Since 1942, Menaboni’s work has been made even more widely available through prints and lithographs produced by, among other institutions and companies, the National Audubon Society. In 1953 and 1959, respectively, his birds appeared in an ad for the Prudential Insurance Company, and on a calendar produced by The Coca-Cola Company.

In 1950, Sara and Athos Menaboni published Menaboni’s Birds. His paintings illustrated
the text written by his wife, and the volume was voted one of the “Fifty Best Books of the
Year” by the American Institute of Graphic Arts. It was reissued in 1984 using the original
text with thirty-one new full-color reproductions. Menaboni’s art also illustrates several other authors’ books, including Never the Nightingale by Daniel Whitehead Hicky (a Georgia poet) as well as the article on birds in The World Book Encyclopedia.

┄┄┄┄┄┄┄┄┄┄┄┄┄┄┄┄┄┄┄┄

- _Tasks_
1 – List every organization or company named in the passage on Menaboni's work.
2 – Reproduce part of the passage on Menaboni's work, beginning at the words "Since 1942, Menaboni’s" and stopping after "The Coca-Cola Company.".
3 – According to the passage on Menaboni's work, what did the 1984 reissue of Menaboni's Birds include alongside the original text?
Answer from the passage on Menaboni's work alone.

┄┄┄┄┄┄┄┄┄┄┄┄┄┄┄┄┄┄┄┄

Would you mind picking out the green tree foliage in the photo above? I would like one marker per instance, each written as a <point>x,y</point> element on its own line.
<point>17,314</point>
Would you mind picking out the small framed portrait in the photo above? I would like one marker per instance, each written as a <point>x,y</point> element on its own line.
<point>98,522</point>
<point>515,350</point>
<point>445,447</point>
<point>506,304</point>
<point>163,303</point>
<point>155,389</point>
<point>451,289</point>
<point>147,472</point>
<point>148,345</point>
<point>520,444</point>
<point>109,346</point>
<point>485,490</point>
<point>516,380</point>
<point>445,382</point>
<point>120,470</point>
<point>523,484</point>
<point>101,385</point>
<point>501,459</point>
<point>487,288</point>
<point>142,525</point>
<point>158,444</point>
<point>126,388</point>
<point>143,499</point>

┄┄┄┄┄┄┄┄┄┄┄┄┄┄┄┄┄┄┄┄

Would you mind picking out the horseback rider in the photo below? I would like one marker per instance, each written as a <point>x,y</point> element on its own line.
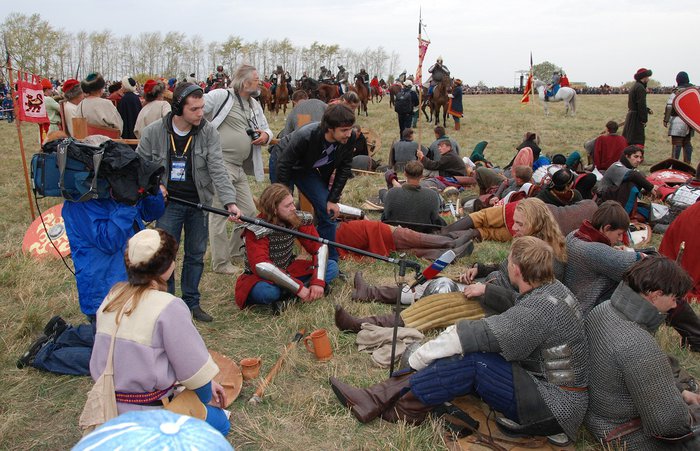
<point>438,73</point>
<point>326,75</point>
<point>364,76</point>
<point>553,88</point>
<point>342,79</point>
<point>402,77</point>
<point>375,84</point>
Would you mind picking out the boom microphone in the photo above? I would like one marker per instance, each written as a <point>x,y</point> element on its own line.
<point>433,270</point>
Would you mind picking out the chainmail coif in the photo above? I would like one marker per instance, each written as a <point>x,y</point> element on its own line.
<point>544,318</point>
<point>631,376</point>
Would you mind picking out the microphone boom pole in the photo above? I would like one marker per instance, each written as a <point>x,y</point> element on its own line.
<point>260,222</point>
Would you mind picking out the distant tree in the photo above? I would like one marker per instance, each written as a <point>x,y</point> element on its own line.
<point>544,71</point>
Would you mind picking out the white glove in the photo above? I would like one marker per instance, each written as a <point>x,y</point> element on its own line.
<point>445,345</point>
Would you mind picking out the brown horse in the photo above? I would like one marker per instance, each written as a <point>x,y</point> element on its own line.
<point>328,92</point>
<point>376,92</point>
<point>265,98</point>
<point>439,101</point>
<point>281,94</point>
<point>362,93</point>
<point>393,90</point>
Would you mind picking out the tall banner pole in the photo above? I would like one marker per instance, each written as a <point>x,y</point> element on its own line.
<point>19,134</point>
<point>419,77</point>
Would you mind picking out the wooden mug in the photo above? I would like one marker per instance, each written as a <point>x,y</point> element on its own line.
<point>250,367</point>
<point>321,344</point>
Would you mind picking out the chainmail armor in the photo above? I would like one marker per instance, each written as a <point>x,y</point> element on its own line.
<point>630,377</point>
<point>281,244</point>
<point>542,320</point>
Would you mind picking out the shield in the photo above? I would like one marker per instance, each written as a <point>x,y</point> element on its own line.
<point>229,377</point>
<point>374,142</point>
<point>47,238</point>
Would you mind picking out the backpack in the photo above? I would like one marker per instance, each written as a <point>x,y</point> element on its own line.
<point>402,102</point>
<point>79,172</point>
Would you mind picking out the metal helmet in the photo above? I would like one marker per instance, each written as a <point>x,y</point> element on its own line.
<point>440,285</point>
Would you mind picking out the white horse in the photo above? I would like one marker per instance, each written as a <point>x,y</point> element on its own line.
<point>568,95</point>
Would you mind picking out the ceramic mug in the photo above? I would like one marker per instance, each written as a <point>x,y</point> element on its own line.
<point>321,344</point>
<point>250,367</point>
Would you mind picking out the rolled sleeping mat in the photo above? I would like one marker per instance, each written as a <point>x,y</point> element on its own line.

┄┄┄┄┄┄┄┄┄┄┄┄┄┄┄┄┄┄┄┄

- _Responses in order_
1 –
National Audubon Society
Prudential Insurance Company
The Coca-Cola Company
American Institute of Graphic Arts

2 –
Since 1942, Menaboni’s work has been made even more widely available through prints and lithographs produced by, among other institutions and companies, the National Audubon Society. In 1953 and 1959, respectively, his birds appeared in an ad for the Prudential Insurance Company, and on a calendar produced by The Coca-Cola Company.

3 – Thirty-one new full-color reproductions.